[DESAFIO A]
Responda às perguntas abaixo com base no trecho sobre Heidegger.
(i) De que os objetos presentes precisam para não precisar do Dasein?
(ii) Quando o Dasein não existe, o que também não "é"?
(iii) Enquanto houver uma compreensão do Ser, o que se pode dizer das entidades?
[DESAFIO B]
Indique se cada afirmação abaixo está de acordo com o trecho sobre Heidegger, citando as palavras que decidem.
(i) A independência do Dasein é, em si, um significado.
(ii) Os objetos presentes podem parecer não precisar do Dasein mesmo quando o Dasein não está por perto.
(iii) Quando o Dasein não existe, pode-se dizer que os entes não são.

[TRECHO SELECIONADO]
>>>
A conclusão paradoxal de Heidegger é que a independência do Dasein é, em si, um significado, uma característica de um modo de ser que é, em si, dependente do Dasein. Somente enquanto o Dasein estiver por perto para compreender e experimentar os objetos presentes é que eles podem parecer não precisar do Dasein para existir. Eles precisam que o Dasein seja/esteja aí para não precisar do Dasein.

Somente enquanto o Dasein existir (ou seja, somente enquanto a compreensão do Ser for onticamente possível), “existe” o Ser. Quando o Dasein não existe, a “independência” também não “é”, nem “é” o “em-si”. … Nesse caso, não se pode dizer que os entes são, nem se pode dizer que eles não são. Mas agora, enquanto houver uma compreensão do Ser e, portanto, uma compreensão da presença à mão, pode-se de fato dizer que, nesse caso, as entidades ainda continuarão a ser. (SZ  :212)
<<<
[EXTRATO DE DADOS]
>>>
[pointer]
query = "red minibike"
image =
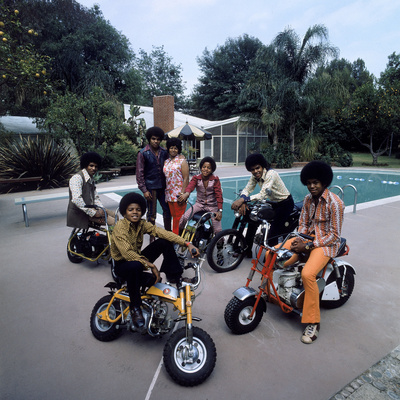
<<<
[RESPOSTA A]
(i) Precisam que o Dasein seja/esteja aí.
(ii) A "independência" e o "em-si".
(iii) Pode-se dizer que as entidades ainda continuarão a ser.

[RESPOSTA B]
(i) Sim: "a independência do Dasein é, em si, um significado".
(ii) Não: "Somente enquanto o Dasein estiver por perto para compreender e experimentar os objetos presentes é que eles podem parecer não precisar do Dasein para existir."
(iii) Não: "Nesse caso, não se pode dizer que os entes são, nem se pode dizer que eles não são."